## Selected excerpt
= List of political parties in Angola =

The Popular Movement for the Liberation of Angola (MPLA) has ruled Angola since independence in 1975. From 1975 to 1991, it was the sole legally existing party in a political system inspired by the model then practised by the socialist countries of Eastern Europe. Since 1991/1992, a multiparty system exists, where the MPLA has been dominant because of the majority it won in the 1992 parliamentary and presidential elections. In the latter, it failed to obtain the required absolute majority for its candidate, José Eduardo dos Santos, and according to the constitution, a second round would have been necessary. The outbreak of the Angolan Civil War made this impossible, and José Eduardo dos Santos exercised presidential functions without a legal basis. For the same reason, the regular parliamentary elections stipulated by the constitution did not take place, and the parliament elected in 1992 remained in place for 16 years. While large sections of the interior were for years controlled by the armed forces of the rival movement National Union for the Total Independence of Angola (UNITA) under the leadership of Jonas Savimbi, UNITA's elected MPs were a regular part of the parliament, and for some years a government of national unity, led by the MPLA, also included members from the UNITA as well as from the National Liberation Front of Angola (FNLA), the third movement that had fought the independence war against Portuguese colonial rule.

In total, in 1992 as well as in 2008, the year of the second parliamentary elections, there were more than 120 registered political parties; only a handful had national constituencies, and only a few of them succeeded in having MPs elected for the National Assembly; see Elections in Angola. After any parliamentary elections, all parties that had not succeeded in receiving at least 0,5% of the votes were by law considered as automatically dissolved. Most of them become effectively defunct, while others re-emerge under different names.

## Objective 1
Reproduce word for word the passage of the overview of Angola's political parties between "In total, in" and "under different names.", inclusive.
## Objective 2
Quote the entries exactly from their start through the line holding "(613, 195), (627, 205)", inclusive.
The entries bear no relation to the overview of Angola's political parties.

## Dataset records
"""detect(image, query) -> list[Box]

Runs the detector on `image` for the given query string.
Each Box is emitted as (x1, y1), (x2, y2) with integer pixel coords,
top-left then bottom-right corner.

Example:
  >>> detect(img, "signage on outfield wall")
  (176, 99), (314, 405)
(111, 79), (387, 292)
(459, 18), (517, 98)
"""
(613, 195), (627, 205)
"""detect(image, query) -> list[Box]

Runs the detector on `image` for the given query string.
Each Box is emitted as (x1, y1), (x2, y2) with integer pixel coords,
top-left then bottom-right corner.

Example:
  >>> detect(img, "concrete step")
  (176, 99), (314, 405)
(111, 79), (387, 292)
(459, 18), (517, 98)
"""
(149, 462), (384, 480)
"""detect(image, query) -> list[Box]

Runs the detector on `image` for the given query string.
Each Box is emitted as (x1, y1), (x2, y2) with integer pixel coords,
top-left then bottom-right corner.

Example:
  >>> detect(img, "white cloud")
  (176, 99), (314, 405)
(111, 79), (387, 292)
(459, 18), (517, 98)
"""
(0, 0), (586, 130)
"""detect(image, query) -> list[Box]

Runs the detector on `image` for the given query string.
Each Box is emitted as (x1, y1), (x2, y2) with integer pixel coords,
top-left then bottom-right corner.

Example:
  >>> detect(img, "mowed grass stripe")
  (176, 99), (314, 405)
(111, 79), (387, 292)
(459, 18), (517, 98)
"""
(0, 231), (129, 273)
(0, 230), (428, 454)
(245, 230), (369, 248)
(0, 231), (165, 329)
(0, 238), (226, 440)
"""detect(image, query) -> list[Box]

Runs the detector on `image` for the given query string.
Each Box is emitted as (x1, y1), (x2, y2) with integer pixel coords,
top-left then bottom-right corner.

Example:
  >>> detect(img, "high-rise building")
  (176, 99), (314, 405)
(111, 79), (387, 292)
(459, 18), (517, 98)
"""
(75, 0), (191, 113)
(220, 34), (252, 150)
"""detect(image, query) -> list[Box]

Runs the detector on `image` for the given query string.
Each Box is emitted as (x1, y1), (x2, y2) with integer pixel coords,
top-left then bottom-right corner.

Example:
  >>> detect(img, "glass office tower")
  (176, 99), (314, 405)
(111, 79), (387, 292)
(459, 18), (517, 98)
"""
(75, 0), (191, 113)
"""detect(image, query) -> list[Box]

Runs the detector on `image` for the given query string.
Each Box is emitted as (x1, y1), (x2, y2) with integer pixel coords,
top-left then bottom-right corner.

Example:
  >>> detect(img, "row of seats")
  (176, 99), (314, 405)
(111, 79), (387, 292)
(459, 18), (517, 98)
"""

## Exercise solution 1
In total, in 1992 as well as in 2008, the year of the second parliamentary elections, there were more than 120 registered political parties; only a handful had national constituencies, and only a few of them succeeded in having MPs elected for the National Assembly; see Elections in Angola. After any parliamentary elections, all parties that had not succeeded in receiving at least 0,5% of the votes were by law considered as automatically dissolved. Most of them become effectively defunct, while others re-emerge under different names.

## Exercise solution 2
"""detect(image, query) -> list[Box]

Runs the detector on `image` for the given query string.
Each Box is emitted as (x1, y1), (x2, y2) with integer pixel coords,
top-left then bottom-right corner.

Example:
  >>> detect(img, "signage on outfield wall")
  (176, 99), (314, 405)
(111, 79), (387, 292)
(459, 18), (517, 98)
"""
(613, 195), (627, 205)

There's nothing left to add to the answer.